» Exercise details: Reproduce every line of the material, exactly as given.

» Records for this task:
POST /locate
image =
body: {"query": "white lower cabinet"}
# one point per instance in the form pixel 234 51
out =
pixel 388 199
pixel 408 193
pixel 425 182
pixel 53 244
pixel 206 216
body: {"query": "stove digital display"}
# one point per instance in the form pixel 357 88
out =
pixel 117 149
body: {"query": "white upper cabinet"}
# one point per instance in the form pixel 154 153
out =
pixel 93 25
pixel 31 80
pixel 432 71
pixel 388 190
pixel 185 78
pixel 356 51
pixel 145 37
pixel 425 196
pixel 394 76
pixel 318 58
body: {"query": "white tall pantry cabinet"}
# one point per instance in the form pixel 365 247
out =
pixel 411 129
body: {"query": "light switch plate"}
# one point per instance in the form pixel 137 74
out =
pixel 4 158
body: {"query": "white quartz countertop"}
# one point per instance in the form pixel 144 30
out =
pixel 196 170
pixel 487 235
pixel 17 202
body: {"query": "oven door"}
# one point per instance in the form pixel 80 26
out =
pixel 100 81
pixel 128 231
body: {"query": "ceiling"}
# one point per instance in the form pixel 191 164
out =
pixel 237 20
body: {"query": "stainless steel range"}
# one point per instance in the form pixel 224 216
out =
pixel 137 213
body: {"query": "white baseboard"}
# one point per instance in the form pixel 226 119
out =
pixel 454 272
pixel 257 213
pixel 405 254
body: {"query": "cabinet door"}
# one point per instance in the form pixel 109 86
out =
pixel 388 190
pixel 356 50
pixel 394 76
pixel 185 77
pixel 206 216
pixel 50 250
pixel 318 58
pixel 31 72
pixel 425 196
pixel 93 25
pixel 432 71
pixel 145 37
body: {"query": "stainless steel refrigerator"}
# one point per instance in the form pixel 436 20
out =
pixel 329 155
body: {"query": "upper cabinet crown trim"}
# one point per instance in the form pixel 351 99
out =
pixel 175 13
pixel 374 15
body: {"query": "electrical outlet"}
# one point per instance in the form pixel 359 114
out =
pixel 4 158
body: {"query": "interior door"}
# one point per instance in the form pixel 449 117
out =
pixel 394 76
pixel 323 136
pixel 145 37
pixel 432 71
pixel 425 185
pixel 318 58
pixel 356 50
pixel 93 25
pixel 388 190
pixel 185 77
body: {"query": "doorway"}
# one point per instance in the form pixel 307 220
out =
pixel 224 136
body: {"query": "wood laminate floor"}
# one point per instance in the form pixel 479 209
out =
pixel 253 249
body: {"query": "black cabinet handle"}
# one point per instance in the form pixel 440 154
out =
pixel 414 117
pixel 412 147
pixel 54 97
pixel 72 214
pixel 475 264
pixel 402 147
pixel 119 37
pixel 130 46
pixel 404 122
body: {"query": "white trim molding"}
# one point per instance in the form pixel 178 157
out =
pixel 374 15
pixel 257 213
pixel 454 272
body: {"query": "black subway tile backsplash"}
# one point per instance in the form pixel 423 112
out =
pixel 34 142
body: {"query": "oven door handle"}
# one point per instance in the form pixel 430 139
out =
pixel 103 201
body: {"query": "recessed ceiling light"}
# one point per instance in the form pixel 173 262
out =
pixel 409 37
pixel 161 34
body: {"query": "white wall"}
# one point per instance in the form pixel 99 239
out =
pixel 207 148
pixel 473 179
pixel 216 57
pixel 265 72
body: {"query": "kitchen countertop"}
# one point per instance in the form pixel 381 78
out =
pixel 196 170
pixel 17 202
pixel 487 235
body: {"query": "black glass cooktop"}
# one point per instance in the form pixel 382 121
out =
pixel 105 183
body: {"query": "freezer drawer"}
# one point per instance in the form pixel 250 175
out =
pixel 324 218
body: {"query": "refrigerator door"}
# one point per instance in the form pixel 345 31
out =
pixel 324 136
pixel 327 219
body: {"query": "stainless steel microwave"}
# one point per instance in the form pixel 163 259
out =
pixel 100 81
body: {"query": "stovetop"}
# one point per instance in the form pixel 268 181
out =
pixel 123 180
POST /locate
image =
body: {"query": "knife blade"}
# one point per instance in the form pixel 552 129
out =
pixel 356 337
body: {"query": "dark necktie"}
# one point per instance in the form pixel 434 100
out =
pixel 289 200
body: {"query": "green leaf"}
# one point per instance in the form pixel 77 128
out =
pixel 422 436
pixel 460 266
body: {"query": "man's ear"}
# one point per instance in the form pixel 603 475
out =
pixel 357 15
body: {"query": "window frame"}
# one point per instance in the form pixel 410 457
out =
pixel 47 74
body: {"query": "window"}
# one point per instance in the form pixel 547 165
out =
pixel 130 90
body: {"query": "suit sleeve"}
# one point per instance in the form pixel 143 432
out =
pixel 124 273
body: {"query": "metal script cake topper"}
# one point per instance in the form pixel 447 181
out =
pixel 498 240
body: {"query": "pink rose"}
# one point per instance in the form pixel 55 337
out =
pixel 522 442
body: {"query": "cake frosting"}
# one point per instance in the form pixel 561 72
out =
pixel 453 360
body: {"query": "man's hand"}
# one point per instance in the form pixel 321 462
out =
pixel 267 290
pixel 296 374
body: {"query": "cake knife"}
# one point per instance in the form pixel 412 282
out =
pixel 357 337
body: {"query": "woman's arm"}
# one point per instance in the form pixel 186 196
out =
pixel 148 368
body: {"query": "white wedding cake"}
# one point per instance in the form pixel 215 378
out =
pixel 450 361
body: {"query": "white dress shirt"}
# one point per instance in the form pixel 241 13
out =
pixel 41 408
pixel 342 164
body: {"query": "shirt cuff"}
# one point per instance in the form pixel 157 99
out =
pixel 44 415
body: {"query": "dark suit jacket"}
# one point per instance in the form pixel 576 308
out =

» Result of this task:
POST /locate
image =
body: {"query": "white lower cabinet"}
# one point per instance in the form pixel 234 51
out =
pixel 388 199
pixel 408 193
pixel 425 182
pixel 53 244
pixel 206 216
body: {"query": "stove digital display"}
# one point per instance in the form pixel 357 88
out =
pixel 117 149
body: {"query": "white upper cabinet"}
# one point per instance in the form pixel 154 153
out =
pixel 93 25
pixel 31 80
pixel 432 71
pixel 388 190
pixel 185 78
pixel 356 51
pixel 145 37
pixel 425 196
pixel 394 76
pixel 318 58
body: {"query": "white tall pantry cabinet"}
# one point per instance in the form pixel 365 247
out =
pixel 411 129
body: {"query": "light switch plate"}
# one point per instance in the form pixel 137 74
out =
pixel 4 158
body: {"query": "white quartz countertop"}
# one point per instance in the form pixel 144 30
out =
pixel 196 170
pixel 487 235
pixel 17 202
body: {"query": "oven door"}
# one point per instance in the form pixel 80 26
out =
pixel 100 81
pixel 128 231
body: {"query": "ceiling"}
# one point per instance in the form pixel 191 164
out =
pixel 237 20
body: {"query": "stainless steel range"}
# one point per instance in the form pixel 224 216
out =
pixel 137 213
body: {"query": "white baseboard"}
# one point per instance in the form pixel 226 119
out =
pixel 454 272
pixel 257 213
pixel 405 254
body: {"query": "cabinet door"}
# one point per instance in the form pixel 109 86
out =
pixel 388 190
pixel 356 50
pixel 394 76
pixel 185 77
pixel 206 216
pixel 50 250
pixel 318 58
pixel 31 72
pixel 425 196
pixel 93 25
pixel 432 71
pixel 145 37
body: {"query": "stainless steel refrigerator"}
# one point per instance in the form pixel 436 20
out =
pixel 329 155
body: {"query": "upper cabinet crown trim"}
# one point per instance in the form pixel 351 99
out =
pixel 175 13
pixel 374 15
body: {"query": "electrical outlet"}
# one point per instance in the form pixel 359 114
out =
pixel 4 158
body: {"query": "interior door"}
# one point per instance in the form pixel 449 117
out =
pixel 394 76
pixel 323 136
pixel 145 37
pixel 432 71
pixel 425 185
pixel 318 58
pixel 356 50
pixel 93 25
pixel 388 190
pixel 185 77
body: {"query": "doorway"}
# one point per instance in the form pixel 307 220
out =
pixel 224 136
body: {"query": "wood laminate floor"}
# one point per instance in the form pixel 479 209
out =
pixel 253 249
body: {"query": "black cabinet handle"}
# one point per instance in the form pixel 440 154
out =
pixel 414 117
pixel 412 147
pixel 54 97
pixel 72 214
pixel 475 264
pixel 402 147
pixel 119 37
pixel 130 46
pixel 404 122
body: {"query": "white trim molding"}
# one point per instance in the form pixel 178 157
out =
pixel 374 15
pixel 257 213
pixel 454 272
body: {"query": "black subway tile backsplash"}
# one point per instance in the form pixel 423 112
out =
pixel 34 142
body: {"query": "oven door handle"}
# one point per instance in the form pixel 430 139
out =
pixel 103 201
body: {"query": "recessed ceiling light"}
# one point per instance in the form pixel 173 262
out =
pixel 409 37
pixel 161 34
body: {"query": "white wall"}
# one point per instance in the form pixel 99 239
out =
pixel 207 148
pixel 473 179
pixel 216 57
pixel 265 72
body: {"query": "kitchen countertop"}
# one point per instance in the form pixel 381 78
out =
pixel 196 170
pixel 17 202
pixel 487 235
body: {"query": "black glass cooktop"}
# one point per instance in the form pixel 382 121
out =
pixel 105 183
body: {"query": "freezer drawer"}
# one point per instance in the form pixel 250 175
out =
pixel 324 218
body: {"query": "refrigerator door"}
# one point per instance in the form pixel 345 31
out =
pixel 324 136
pixel 327 219
body: {"query": "stainless steel microwave"}
# one point per instance in the form pixel 163 259
out =
pixel 100 81
body: {"query": "stovetop"}
# one point per instance in the form pixel 268 181
out =
pixel 123 180
POST /locate
image =
body: {"query": "knife blade"}
# one point per instance in the form pixel 552 129
out =
pixel 356 337
body: {"query": "dark necktie"}
# one point per instance in the form pixel 434 100
out =
pixel 289 200
body: {"query": "green leaf"}
# one point per instance in the form pixel 77 128
out =
pixel 422 436
pixel 460 266
body: {"query": "man's ear"}
# one point per instance in the form pixel 603 475
out =
pixel 357 15
body: {"query": "window frame"}
# one point per instance in the form pixel 410 457
out =
pixel 47 74
body: {"query": "window"}
# one point per instance in the form pixel 547 165
out =
pixel 130 90
body: {"query": "suit sleeve"}
# one point per instance in the form pixel 143 432
out =
pixel 124 273
body: {"query": "metal script cake topper"}
# one point per instance in the form pixel 447 181
out =
pixel 498 240
body: {"query": "pink rose"}
# one point per instance in the form pixel 55 337
out =
pixel 522 442
body: {"query": "cake frosting"}
# one point per instance in the form pixel 561 72
out =
pixel 453 360
body: {"query": "man's hand"}
# one point per instance in the form pixel 321 462
out =
pixel 267 290
pixel 296 374
body: {"query": "cake knife"}
# one point per instance in the form pixel 412 282
out =
pixel 357 337
body: {"query": "woman's arm"}
# one point per instance in the form pixel 186 196
out =
pixel 148 368
body: {"query": "white wedding cake"}
# one point per instance in the form pixel 215 378
out =
pixel 450 361
body: {"query": "white dress shirt"}
# one point per instance in the form pixel 241 13
out =
pixel 41 408
pixel 342 164
body: {"query": "shirt cuff"}
# one point per instance in the form pixel 157 99
out =
pixel 44 415
body: {"query": "dark suit jacket"}
# one point per instance in the form pixel 576 308
out =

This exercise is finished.